### DIRECTION A
Count the lines in the records below that contain the string "Target", treating case as significant. Reply with the number alone.
# # #
I think I see sort of like a datasource to something like crystal reports. Then do you have a script that parses the output to generate parts of the report or are you filling those in by hand?
I think I see sort of like a datasource to something like crystal reports
Datasource to my favorite editor describes it better
Then do you have a script that parses the output to generate parts of the report or are you filling those in by hand?
Unfortunately this is a manual work (for now).
I always wanted to automate this but didn't had the time (or maybe the desire) to actually write the script - shame on me.
I've looked at your profile - are you asking because you might want to do this in esxinfo-cfg itself? \*hint*
It would be great if esxcfg-info would be capable of exporting the info to a CSV file. Then you could easily import it into your favorite editor (or any other application). \*hint*
Here's one thing I use it for...
How can I display what VLAN tags are configured on a physical switch that my ESX server connects to?
You can see this in the VI client by clicking on the Configuration tab, and then Network Adapters. If you hover the mouse over the "Networks" field of any row in the table and your upstream switch is configured with VLAN tags you will see a whole list of VLAN tags that have been sniffed off of the network.
A better more accurate way to do this via the Service Console is with the esxcfg-info command. The Vlans and networks are listed under the network hint for each adapter. You can type esxcfg-info -n | grep -E -i "_name|Hint" to see a list of all of the network hints for each adapter.
If you want to display what is configured on the ESX vSwitch side you can type esxcfg-vswitch l to display this.
I use it to obtain information about the host a script is running on, parse it through grep and awk and you can get loads of useful info for scripting. I use Perl but you could do it equally as well with shell.
Here's an example of where I've used it.
If you could set up different switches to just get the info about certain thing like "esxcfg-info -n" for say networking information ect
Yes that could be nice.
Just wanted to bump this thread and let you all know that 3.5 has some of the improvements to esxcfg-info.
*) More information about the system has been added.
*) The -F xml and -F perl output formats (sorry no CSV, didn't fit well with the data model). have been added. This may help out those of you trying to parse esxcfg-info. Just note that format is not set in stone and could change release to release.
# # #
### DIRECTION B
Answer these questions from the esxcfg-info discussion above:
(i) Which two output formats were added to esxcfg-info in 3.5?
(ii) What command does the discussion give for displaying what is configured on the ESX vSwitch side?
(iii) Which language does the poster who parses the output through grep and awk use?

### GIVEN RECORDS
# # #
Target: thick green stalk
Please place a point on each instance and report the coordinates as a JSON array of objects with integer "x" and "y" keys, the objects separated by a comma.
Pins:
# # #
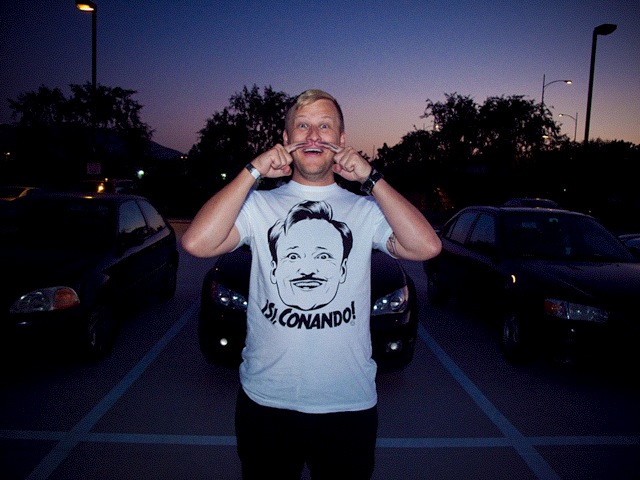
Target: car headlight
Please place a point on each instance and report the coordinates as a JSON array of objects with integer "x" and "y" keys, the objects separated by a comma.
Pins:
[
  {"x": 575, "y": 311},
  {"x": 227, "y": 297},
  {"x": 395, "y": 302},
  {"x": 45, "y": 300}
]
# # #
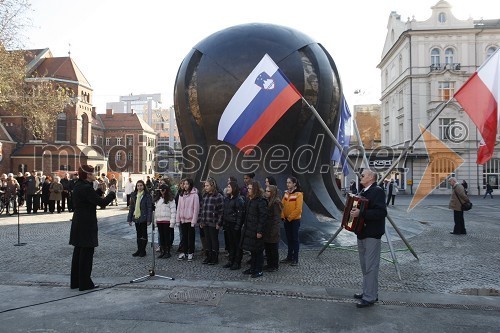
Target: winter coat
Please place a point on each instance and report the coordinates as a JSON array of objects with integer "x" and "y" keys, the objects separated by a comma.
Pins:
# # #
### TASK SOLUTION A
3

### TASK SOLUTION B
(i) The -F xml and -F perl formats.
(ii) esxcfg-vswitch l
(iii) Perl.